# SUPPLIED MATERIAL
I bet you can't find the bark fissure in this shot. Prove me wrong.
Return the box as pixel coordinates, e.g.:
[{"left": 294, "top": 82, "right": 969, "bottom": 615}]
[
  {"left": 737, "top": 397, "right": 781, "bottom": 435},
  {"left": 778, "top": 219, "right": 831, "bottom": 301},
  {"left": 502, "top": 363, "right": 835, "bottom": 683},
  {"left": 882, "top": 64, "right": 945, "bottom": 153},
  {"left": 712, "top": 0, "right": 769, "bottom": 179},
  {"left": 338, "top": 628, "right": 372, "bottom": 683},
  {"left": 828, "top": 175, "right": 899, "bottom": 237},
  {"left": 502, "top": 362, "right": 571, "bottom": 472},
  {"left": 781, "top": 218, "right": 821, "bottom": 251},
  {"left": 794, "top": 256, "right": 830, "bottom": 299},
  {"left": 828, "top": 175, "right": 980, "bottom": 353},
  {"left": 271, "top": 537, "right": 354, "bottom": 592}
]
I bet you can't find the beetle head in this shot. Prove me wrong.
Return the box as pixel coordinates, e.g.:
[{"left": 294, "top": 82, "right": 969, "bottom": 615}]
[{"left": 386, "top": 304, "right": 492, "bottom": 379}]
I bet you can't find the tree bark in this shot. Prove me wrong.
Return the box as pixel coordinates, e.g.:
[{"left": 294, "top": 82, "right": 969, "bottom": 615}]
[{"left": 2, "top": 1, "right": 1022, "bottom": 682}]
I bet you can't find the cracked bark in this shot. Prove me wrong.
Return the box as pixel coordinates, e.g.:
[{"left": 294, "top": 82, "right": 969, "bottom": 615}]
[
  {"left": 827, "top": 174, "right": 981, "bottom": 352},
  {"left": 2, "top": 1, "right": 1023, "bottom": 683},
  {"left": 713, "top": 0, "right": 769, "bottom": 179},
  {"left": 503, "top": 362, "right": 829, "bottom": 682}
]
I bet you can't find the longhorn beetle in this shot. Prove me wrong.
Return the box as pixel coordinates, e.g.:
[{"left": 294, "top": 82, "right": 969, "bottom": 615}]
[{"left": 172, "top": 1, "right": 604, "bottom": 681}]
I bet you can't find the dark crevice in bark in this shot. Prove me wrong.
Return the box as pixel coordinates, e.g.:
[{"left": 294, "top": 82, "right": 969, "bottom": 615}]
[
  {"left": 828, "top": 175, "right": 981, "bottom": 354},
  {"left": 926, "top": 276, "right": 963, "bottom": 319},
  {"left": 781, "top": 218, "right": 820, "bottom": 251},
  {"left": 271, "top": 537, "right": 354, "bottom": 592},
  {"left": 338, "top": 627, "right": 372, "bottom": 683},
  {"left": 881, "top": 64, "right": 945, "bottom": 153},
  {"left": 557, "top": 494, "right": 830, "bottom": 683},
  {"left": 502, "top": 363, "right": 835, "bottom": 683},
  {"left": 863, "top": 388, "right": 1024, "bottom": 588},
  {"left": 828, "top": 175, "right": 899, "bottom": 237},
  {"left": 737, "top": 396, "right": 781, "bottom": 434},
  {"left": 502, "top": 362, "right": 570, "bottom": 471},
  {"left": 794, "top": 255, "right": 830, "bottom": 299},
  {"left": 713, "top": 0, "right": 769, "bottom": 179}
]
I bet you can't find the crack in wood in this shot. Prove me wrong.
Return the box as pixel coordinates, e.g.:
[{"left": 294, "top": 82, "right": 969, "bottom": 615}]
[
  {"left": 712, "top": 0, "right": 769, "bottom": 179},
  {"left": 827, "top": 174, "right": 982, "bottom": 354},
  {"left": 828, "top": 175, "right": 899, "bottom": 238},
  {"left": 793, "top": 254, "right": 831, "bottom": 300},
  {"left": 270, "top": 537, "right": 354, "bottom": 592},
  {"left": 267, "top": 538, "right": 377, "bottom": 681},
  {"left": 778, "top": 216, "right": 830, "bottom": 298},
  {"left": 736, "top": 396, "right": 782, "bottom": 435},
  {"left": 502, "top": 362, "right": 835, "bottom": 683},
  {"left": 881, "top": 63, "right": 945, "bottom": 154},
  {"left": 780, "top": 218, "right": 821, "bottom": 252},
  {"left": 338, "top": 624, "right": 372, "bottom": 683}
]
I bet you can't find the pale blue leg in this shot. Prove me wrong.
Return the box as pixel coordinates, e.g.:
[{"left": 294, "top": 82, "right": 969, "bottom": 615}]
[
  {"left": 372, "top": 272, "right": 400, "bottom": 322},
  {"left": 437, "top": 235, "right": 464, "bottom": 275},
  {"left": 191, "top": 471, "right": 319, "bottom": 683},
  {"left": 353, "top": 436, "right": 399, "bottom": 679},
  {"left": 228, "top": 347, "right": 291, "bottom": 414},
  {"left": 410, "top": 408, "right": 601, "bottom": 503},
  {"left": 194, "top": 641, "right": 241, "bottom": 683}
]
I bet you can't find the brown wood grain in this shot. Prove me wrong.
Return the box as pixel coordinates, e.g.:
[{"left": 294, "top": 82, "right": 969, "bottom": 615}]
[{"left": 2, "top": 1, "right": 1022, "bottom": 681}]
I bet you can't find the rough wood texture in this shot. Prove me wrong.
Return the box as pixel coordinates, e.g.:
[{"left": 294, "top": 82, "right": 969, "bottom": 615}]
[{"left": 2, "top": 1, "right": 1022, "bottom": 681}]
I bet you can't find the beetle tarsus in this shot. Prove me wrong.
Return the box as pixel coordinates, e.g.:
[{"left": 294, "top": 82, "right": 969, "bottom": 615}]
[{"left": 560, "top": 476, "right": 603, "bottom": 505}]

# EXERCISE PROMPT
Lines with the word "beetle" in them: report all of these from the listing above.

# YOUR RESPONSE
I bet you can't find the beetle head in this shot. Prove me wrong.
I bet you can't find the longhorn beetle in this shot. Prove me wrong.
I bet you can't find the beetle tarsus in this shot. Prove me wrong.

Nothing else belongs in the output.